What is expected ▸ Copy the Monkees film passage between "Indeed, when the" and "the box office.", inclusive, substituting "flopped" for "bombed".

Document text ▸
+ + +

The pair had their eyes on the feature films, so naturally the first Raybert Productions project was a film based on The Monkees. To bring the film to life, Schneider and Rafelson enlisted the help of Jack Nicholson, whom Rafelson had met at a movie screening. So it was in late 1967 when Nicholson, Rafelson, Nesmith, Jones, Tork, and Dolenz retreated to Ojai, California, to brainstorm ideas for a Monkees movie script. It was decided that the film should put an end to The Monkees phenomenon once and for all. Head (which then had the working title Changes) would not only expose the “manufactured image” of The Monkees, but the culture it fed as well.
In 1967, Jack Nicholson was an unknown actor, having appeared mainly on television (as Jaime Angel on the popular NBC series Dr. Kildare) and in low-budget horror films produced by Roger Corman’s American International Pictures, such as The Raven and The Terror. His most recent acting gig was in a low-budget exploitation movie directed by Richard Rush entitled Hells Angels on Wheels. Now he was was co-writing the screenplay for a movie about one of the biggest rock groups in the world. “I co-wrote Head,” Jack would later proudly repeat to friends. “Nobody ever saw that, man, but I saw it. A hundred fifty-eight million times. I loved it. Filmically, it’s the best rock ‘n’ roll movie ever made.”1
Only one Michael Nesmith composition was featured in the film, his high-powered “Circle Sky,” which the group performed live in Salt Lake City, May 17, 1968. But it captured the raw energy of a Monkees concert, and put onto celluloid the evidence that the pre-fab four could really play. The footage of The Monkees, led by Nesmith, perfoming live for enraptured teenage girls, cut with images of horrors of the Vietnam War, must have baffled teenagers and adults alike (you can view a clip here).
Indeed, when the film was released, it receive negative reviews, notably from the New Yorker’s Pauline Kael, perhaps America’s greatest and most influential film critic: “the doubling up of greed and pretensions to depth is enough to make even a pinhead walk out,” she wrote (she would later revise her opinion of the film).2 The film bombed at the box office.

+ + +

Data excerpt ▸

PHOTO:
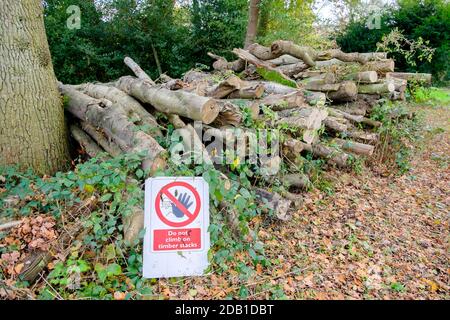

+ + +

Solution to the exercise ▸
Indeed, when the film was released, it receive negative reviews, notably from the New Yorker’s Pauline Kael, perhaps America’s greatest and most influential film critic: “the doubling up of greed and pretensions to depth is enough to make even a pinhead walk out,” she wrote (she would later revise her opinion of the film).2 The film flopped at the box office.